■ **EXERCISE DETAILS**
Starting at the line below holding "Target: blazer lapel" and stopping at the line holding "Target: laptop keyboard", print every line exactly, both ends included, and leave the rest out.

Point localization data:
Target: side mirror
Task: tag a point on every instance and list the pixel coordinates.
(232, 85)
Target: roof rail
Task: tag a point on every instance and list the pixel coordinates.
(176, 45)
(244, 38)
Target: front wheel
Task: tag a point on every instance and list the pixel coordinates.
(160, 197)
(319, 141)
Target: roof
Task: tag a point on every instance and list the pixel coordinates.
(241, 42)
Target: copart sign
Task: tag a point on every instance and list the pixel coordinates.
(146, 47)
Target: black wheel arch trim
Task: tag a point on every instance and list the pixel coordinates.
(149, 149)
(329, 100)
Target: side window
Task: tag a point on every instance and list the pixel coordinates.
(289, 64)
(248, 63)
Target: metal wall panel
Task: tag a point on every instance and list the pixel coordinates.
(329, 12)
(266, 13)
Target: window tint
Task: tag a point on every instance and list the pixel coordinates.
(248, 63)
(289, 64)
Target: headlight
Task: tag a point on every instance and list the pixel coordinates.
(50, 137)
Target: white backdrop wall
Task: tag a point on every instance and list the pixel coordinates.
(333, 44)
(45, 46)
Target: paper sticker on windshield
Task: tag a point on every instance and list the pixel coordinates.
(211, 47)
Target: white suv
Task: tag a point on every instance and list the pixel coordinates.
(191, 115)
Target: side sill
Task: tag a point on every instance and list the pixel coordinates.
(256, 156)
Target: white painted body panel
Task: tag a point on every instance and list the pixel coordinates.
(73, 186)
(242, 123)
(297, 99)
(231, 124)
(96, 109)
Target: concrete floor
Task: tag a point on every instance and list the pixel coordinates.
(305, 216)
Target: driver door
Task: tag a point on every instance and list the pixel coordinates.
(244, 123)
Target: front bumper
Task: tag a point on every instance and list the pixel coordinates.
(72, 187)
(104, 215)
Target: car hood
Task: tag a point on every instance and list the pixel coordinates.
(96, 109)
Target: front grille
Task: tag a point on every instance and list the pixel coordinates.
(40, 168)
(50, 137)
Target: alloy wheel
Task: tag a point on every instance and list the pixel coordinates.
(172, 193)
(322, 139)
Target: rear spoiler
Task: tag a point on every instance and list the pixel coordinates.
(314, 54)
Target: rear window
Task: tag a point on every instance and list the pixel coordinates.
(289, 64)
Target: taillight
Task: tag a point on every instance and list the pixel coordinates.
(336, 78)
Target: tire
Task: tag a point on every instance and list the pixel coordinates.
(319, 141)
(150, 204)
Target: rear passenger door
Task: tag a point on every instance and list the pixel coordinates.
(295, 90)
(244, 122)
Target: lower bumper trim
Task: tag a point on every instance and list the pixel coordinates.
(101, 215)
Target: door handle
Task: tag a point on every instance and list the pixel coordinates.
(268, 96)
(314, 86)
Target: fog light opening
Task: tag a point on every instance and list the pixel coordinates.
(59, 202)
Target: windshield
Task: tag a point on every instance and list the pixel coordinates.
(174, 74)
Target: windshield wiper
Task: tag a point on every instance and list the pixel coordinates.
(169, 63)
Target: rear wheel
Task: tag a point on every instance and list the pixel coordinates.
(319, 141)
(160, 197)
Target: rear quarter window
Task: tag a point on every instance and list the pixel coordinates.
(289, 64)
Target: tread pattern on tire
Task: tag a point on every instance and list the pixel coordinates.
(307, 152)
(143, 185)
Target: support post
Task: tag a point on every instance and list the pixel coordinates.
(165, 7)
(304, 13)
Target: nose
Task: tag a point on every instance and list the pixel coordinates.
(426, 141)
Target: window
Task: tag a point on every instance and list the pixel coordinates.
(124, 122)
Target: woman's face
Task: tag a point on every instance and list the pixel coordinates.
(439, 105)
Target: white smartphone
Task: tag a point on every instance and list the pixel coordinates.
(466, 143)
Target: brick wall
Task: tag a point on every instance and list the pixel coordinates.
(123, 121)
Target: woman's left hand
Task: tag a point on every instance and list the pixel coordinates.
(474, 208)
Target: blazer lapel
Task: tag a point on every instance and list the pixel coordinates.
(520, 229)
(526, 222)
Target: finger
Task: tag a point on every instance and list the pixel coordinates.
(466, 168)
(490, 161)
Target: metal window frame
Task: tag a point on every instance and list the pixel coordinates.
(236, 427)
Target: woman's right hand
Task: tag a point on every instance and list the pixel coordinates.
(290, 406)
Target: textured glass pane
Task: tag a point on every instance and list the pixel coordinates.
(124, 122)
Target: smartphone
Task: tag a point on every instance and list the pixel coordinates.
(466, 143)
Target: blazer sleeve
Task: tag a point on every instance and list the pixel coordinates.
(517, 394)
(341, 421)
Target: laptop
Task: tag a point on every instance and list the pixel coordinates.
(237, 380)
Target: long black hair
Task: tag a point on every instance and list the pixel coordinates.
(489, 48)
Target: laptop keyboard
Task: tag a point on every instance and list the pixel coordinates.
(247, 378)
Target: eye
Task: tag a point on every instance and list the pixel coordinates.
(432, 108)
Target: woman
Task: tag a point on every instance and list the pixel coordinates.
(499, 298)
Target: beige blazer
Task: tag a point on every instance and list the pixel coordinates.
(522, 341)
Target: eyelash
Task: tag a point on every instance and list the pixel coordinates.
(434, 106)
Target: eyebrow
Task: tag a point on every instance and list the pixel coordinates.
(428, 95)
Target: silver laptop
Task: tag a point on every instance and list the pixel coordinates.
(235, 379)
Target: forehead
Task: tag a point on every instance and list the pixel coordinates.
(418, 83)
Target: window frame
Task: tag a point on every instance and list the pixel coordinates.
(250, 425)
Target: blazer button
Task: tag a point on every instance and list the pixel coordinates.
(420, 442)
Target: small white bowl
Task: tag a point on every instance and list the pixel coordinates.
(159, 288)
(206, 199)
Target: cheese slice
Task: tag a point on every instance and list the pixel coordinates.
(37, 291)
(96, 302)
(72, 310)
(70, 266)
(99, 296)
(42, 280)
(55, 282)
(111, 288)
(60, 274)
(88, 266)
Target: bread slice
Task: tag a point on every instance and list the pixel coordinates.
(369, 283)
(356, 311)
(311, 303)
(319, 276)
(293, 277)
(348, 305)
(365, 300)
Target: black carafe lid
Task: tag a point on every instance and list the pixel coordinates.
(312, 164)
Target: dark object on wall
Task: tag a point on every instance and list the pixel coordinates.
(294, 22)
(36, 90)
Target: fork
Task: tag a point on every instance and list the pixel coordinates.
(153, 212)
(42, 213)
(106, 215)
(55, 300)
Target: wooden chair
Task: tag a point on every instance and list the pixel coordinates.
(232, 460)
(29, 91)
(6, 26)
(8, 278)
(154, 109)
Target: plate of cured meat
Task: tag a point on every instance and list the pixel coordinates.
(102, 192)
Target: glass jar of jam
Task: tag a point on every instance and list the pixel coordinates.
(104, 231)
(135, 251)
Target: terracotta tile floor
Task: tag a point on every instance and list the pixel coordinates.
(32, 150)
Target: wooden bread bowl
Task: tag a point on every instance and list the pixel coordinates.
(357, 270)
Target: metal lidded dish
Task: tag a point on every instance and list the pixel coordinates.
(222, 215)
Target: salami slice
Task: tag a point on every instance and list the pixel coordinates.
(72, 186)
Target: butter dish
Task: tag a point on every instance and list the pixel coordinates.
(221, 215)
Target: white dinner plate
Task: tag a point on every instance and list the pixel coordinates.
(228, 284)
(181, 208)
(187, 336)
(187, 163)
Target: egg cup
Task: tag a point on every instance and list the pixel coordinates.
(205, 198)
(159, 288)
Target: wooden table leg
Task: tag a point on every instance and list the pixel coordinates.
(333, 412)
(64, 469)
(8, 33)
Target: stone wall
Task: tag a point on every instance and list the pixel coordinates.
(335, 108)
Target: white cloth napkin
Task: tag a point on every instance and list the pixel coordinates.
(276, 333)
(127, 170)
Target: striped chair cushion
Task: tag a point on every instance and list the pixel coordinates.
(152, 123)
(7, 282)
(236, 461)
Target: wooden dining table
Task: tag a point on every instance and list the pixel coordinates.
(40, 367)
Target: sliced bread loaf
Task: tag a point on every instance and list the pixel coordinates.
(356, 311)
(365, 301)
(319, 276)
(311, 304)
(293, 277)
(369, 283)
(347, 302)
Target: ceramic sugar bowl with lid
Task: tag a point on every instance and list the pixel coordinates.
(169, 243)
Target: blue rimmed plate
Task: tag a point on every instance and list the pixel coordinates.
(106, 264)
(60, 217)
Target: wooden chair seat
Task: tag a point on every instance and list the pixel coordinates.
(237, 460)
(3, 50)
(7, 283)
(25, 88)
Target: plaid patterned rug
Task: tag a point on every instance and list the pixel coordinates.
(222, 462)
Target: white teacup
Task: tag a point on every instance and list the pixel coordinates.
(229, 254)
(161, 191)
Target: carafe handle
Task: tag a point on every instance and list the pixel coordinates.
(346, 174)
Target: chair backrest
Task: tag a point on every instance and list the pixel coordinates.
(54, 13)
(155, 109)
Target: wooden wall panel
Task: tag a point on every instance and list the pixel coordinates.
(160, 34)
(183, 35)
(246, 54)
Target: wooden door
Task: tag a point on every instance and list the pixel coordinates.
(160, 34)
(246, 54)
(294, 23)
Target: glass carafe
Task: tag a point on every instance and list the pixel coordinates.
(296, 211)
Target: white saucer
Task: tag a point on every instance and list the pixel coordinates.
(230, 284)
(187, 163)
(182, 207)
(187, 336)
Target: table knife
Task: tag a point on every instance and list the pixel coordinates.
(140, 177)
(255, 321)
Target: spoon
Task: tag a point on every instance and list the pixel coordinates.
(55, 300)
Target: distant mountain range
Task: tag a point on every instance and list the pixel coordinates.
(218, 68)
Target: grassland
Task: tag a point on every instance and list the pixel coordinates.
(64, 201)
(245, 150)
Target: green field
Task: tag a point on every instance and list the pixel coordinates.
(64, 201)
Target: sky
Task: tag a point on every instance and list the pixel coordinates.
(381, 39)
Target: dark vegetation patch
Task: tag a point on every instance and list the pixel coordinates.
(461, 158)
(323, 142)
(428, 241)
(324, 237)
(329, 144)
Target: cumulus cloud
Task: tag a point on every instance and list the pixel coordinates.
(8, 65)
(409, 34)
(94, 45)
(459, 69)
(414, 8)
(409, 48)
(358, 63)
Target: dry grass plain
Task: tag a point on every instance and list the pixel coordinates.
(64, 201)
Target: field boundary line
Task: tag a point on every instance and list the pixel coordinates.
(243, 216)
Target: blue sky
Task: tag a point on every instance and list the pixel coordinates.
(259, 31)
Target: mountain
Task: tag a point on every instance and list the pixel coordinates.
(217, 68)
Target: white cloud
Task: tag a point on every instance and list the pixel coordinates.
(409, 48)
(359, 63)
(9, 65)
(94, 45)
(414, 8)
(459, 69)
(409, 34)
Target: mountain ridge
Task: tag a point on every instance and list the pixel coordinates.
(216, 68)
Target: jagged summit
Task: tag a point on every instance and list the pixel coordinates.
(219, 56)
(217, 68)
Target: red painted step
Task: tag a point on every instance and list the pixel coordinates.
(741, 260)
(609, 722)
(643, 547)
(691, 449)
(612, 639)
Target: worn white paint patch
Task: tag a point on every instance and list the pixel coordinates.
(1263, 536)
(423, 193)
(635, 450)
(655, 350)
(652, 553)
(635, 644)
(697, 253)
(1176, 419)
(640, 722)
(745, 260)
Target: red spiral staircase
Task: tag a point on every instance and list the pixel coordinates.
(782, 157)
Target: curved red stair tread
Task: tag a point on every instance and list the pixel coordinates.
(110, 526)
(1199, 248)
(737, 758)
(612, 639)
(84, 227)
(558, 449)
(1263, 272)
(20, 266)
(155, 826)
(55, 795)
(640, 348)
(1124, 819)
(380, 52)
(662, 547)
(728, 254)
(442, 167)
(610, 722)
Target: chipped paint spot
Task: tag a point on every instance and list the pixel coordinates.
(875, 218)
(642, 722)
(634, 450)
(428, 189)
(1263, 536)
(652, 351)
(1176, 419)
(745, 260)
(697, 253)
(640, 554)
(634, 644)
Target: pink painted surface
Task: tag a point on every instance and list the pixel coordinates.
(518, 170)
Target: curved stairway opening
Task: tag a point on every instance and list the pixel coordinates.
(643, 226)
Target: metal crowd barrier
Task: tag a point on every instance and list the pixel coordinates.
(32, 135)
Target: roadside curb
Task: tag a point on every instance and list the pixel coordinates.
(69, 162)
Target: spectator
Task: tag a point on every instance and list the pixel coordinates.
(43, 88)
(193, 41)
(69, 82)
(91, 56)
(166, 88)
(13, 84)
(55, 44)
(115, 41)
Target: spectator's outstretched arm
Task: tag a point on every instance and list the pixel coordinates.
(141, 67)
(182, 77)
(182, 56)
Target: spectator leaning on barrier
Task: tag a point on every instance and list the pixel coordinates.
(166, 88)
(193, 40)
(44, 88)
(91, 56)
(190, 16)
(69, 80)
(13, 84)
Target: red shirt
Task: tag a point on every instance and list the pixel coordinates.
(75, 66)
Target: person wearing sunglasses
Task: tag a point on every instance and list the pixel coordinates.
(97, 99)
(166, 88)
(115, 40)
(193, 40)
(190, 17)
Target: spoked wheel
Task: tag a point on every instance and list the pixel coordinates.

■ **REPLY**
Target: blazer lapel
Task: tag a point on every instance and list the pixel coordinates.
(520, 229)
(526, 222)
Target: finger
Task: tag a point on every instance and list the pixel coordinates.
(466, 168)
(490, 161)
Target: metal window frame
Task: tag a point on every instance and list the pixel coordinates.
(236, 427)
Target: woman's right hand
Task: tag a point on every instance and list the pixel coordinates.
(290, 406)
Target: textured glass pane
Task: tag a point on every instance and list the pixel coordinates.
(124, 122)
Target: smartphone
Task: tag a point on every instance and list the pixel coordinates.
(466, 143)
Target: blazer sleeve
Task: tag a point on every instance and list the pixel coordinates.
(517, 394)
(341, 421)
Target: laptop
Task: tag a point on every instance and list the pixel coordinates.
(237, 380)
Target: long black hair
Task: tag a point on every instance and list the pixel coordinates.
(489, 48)
Target: laptop keyboard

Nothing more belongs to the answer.